**Your instructions**
Make an exact transcription of the data below.

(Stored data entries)
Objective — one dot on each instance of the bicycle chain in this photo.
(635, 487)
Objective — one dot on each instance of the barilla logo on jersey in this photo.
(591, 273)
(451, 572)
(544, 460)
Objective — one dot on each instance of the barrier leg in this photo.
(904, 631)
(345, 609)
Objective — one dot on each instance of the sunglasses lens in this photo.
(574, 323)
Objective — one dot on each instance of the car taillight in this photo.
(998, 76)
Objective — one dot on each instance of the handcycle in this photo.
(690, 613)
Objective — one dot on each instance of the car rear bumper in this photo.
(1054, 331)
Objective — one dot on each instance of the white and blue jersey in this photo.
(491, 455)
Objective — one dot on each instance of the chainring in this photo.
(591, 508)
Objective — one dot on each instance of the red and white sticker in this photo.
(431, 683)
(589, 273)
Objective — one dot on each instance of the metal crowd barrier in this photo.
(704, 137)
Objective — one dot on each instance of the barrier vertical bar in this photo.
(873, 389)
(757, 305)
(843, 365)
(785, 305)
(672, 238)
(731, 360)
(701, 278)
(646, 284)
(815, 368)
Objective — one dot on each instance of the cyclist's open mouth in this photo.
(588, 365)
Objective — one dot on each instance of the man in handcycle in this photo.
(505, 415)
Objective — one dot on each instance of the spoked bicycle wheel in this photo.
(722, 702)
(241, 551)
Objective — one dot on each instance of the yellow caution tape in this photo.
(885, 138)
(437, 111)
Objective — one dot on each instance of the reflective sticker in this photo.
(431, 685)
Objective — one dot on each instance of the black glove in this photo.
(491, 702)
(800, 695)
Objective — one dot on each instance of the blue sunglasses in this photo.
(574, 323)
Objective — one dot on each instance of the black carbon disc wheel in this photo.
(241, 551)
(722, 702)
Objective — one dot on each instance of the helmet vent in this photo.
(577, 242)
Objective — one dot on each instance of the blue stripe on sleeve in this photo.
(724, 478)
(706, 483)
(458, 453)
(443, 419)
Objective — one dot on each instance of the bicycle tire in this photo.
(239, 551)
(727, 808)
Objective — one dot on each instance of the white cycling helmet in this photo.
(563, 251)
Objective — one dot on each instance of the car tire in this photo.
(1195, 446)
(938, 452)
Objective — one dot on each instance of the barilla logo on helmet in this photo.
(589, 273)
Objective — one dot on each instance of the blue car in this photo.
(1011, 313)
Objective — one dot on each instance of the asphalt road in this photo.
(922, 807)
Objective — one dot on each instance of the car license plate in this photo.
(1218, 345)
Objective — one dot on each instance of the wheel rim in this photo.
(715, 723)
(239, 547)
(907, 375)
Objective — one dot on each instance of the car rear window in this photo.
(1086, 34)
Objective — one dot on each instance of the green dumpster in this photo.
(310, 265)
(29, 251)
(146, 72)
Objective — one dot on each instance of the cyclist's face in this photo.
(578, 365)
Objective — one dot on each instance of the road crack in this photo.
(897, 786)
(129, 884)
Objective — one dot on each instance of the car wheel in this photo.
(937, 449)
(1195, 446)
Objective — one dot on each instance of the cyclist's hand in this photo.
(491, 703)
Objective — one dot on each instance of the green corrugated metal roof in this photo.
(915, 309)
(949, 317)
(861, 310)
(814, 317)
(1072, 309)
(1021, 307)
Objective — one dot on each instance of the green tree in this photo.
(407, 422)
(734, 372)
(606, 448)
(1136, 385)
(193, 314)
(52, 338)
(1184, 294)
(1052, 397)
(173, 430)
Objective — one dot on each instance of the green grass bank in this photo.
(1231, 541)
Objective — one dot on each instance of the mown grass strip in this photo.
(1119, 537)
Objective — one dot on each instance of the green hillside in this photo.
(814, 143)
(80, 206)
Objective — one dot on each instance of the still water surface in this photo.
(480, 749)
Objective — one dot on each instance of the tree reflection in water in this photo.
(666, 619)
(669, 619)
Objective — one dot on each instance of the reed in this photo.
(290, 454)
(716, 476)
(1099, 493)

**Written solution**
Objective — one dot on each instance of the bicycle chain in this photo.
(635, 487)
Objective — one dot on each instance of the barilla logo on jersey in this photo.
(591, 273)
(451, 572)
(544, 460)
Objective — one dot on each instance of the barrier leg in this photo.
(904, 631)
(345, 609)
Objective — one dot on each instance of the sunglasses lens in this photo.
(574, 323)
Objective — one dot on each instance of the car taillight in this photo.
(998, 76)
Objective — one dot on each instance of the handcycle in this photo.
(690, 613)
Objective — one dot on each instance of the car rear bumper in this photo.
(1054, 331)
Objective — one dot on each instance of the white and blue jersey in this photo.
(491, 455)
Objective — one dot on each instance of the chainring in this photo.
(591, 508)
Objective — one dot on each instance of the red and white sticker in this photo.
(431, 683)
(589, 273)
Objective — one dot on each instance of the metal crowd barrier in this photo.
(704, 137)
Objective — one dot on each instance of the barrier vertical bar in this photo.
(873, 389)
(757, 305)
(843, 365)
(785, 305)
(672, 238)
(731, 360)
(701, 278)
(646, 284)
(815, 368)
Objective — one dot on each instance of the cyclist's open mouth in this photo.
(588, 365)
Objective — one dot on each instance of the man in handcycle in this photo.
(505, 415)
Objective — one dot on each instance of the spoked bicycle wheel in this photo.
(722, 702)
(241, 551)
Objective — one dot on each instance of the yellow caution tape in this photo.
(885, 138)
(437, 111)
Objective — one dot on each instance of the reflective sticker in this photo.
(431, 685)
Objective — one dot on each instance of the black glove in this photo.
(491, 702)
(800, 695)
Objective — one dot on each instance of the blue sunglasses in this photo.
(574, 323)
Objective — one dot on each instance of the black carbon disc wheel in this photo.
(241, 551)
(722, 702)
Objective — one dot on each instance of the helmet vent in this photo.
(577, 242)
Objective — one dot on each instance of the blue stripe on sleeve in this photo.
(724, 478)
(706, 483)
(458, 453)
(443, 419)
Objective — one dot on each instance of the bicycle tire in this photo.
(239, 551)
(727, 808)
Objective — one dot on each instance of the white cycling helmet in this photo.
(563, 251)
Objective — one dot on each instance of the car tire in this photo.
(1195, 446)
(938, 452)
Objective — one dot on each instance of the barilla logo on helmet in this photo.
(589, 273)
Objective — one dot on each instance of the blue car in this photo.
(1011, 313)
Objective — one dot on each instance of the asphalt road in this photo.
(922, 807)
Objective — one dot on each instance of the car license plate in this photo.
(1218, 345)
Objective — one dot on each instance of the wheel rim in this photo.
(715, 723)
(239, 547)
(907, 375)
Objective — one dot on each instance of the car rear window in this photo.
(1086, 34)
Objective — one dot on each instance of the green dumpster in this photo.
(310, 265)
(29, 251)
(146, 72)
Objective — one dot on each instance of the cyclist's face in this photo.
(578, 365)
Objective — one dot on each instance of the road crack in this photo.
(897, 786)
(129, 884)
Objective — one dot on each instance of the car wheel in this photo.
(937, 449)
(1195, 446)
Objective — one dot on each instance of the cyclist's hand in this photo.
(491, 703)
Objective — one dot on each instance of the green corrugated metal roof in this photo.
(915, 309)
(949, 317)
(861, 310)
(814, 317)
(1072, 309)
(1021, 307)
Objective — one dot on each instance of the green tree in this photo.
(407, 422)
(734, 372)
(606, 448)
(1136, 385)
(193, 314)
(52, 338)
(1184, 294)
(1052, 397)
(173, 430)
Objective — one dot on each instance of the green grass bank in this photo.
(1231, 541)
Objective — one dot on each instance of the mown grass strip in this photo.
(1119, 537)
Objective — one dot on each instance of the green hillside in this photo.
(814, 143)
(80, 206)
Objective — one dot on each instance of the still water surface in this photo.
(480, 749)
Objective — one dot on each instance of the tree reflection in water in this photo.
(666, 619)
(669, 619)
Objective — one dot on each instance of the reed in this photo.
(290, 454)
(716, 476)
(1099, 493)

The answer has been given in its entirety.